◆ **Provided entries**:

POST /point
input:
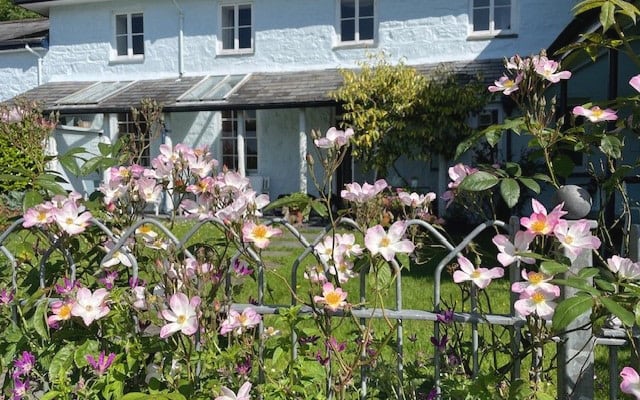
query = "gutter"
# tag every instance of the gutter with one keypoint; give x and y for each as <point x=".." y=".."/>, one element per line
<point x="180" y="39"/>
<point x="30" y="50"/>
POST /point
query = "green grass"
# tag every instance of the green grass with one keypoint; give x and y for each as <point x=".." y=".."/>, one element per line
<point x="417" y="293"/>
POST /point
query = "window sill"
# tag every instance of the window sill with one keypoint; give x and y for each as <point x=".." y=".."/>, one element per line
<point x="488" y="35"/>
<point x="242" y="52"/>
<point x="127" y="60"/>
<point x="355" y="45"/>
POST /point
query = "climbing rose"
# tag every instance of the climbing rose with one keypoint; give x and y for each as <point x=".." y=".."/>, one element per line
<point x="481" y="277"/>
<point x="243" y="393"/>
<point x="388" y="243"/>
<point x="630" y="382"/>
<point x="181" y="315"/>
<point x="333" y="298"/>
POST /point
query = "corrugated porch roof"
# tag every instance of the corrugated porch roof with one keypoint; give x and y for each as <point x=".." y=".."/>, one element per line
<point x="256" y="91"/>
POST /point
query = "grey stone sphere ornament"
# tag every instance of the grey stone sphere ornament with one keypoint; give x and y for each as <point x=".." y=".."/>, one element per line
<point x="577" y="201"/>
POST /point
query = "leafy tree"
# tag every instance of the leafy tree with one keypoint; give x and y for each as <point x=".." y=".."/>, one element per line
<point x="395" y="110"/>
<point x="11" y="12"/>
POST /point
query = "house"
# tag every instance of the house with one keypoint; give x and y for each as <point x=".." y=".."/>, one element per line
<point x="250" y="79"/>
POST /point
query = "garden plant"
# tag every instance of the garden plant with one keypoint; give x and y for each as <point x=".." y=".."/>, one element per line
<point x="97" y="300"/>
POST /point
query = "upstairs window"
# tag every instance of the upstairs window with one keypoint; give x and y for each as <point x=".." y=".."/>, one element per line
<point x="230" y="140"/>
<point x="492" y="17"/>
<point x="236" y="28"/>
<point x="357" y="22"/>
<point x="129" y="35"/>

◆ **Assigned task**: Every entry is to be transcribed exactly, but the pictures are to be left out.

◆ **Written answer**:
POST /point
input:
query = "gutter"
# tag every instance of the gutter with one keypoint; give x and y for each as <point x=".." y=".."/>, one element per line
<point x="180" y="39"/>
<point x="30" y="50"/>
POST /point
query = "green grass"
# tag every instance of the green grass with one keypoint; give x and y for each as <point x=".." y=".."/>, one element per line
<point x="417" y="293"/>
POST /point
query = "window sill"
# tag every instance of the window sill with one keypoint; give x and y for each as <point x=".." y=".."/>, one element per line
<point x="488" y="35"/>
<point x="242" y="52"/>
<point x="127" y="60"/>
<point x="355" y="45"/>
POST /point
query = "climbing rose"
# tag every instance of the climbing rose with one keypoint; give x and y for each as <point x=".." y=".."/>, one element per line
<point x="481" y="277"/>
<point x="243" y="393"/>
<point x="388" y="243"/>
<point x="630" y="382"/>
<point x="181" y="315"/>
<point x="333" y="298"/>
POST /point
query = "corrugated porch roof"
# tag every instance of the corrugated porch roof with one keypoint; give x and y for each as <point x=".." y=".."/>, one element per line
<point x="256" y="91"/>
POST /point
query = "grey stone sphere ornament"
# tag every instance of the grey stone sphere ornament with one keypoint; give x and y for each as <point x=".." y=".."/>, one element per line
<point x="577" y="201"/>
POST /point
query = "leafy tree"
# tag every instance of the leafy tree with one keypoint; give x and y for each as <point x=".." y=".."/>, one element per line
<point x="395" y="110"/>
<point x="11" y="12"/>
POST /point
query = "house"
# tag every instance of the house with one keypoint; give x and y for each as <point x=".." y=".."/>, one element per line
<point x="250" y="79"/>
POST /point
query = "garden plant"
# tag every instance of the garden plant with one keypoint; give x and y for each as <point x=".." y=".."/>, one element per line
<point x="97" y="300"/>
POST /point
query = "upstairs window"
# tag every instance of the upstairs window with one keypoint; give x and y for each as <point x=".." y=".."/>, one element per line
<point x="230" y="140"/>
<point x="492" y="17"/>
<point x="236" y="28"/>
<point x="357" y="22"/>
<point x="129" y="35"/>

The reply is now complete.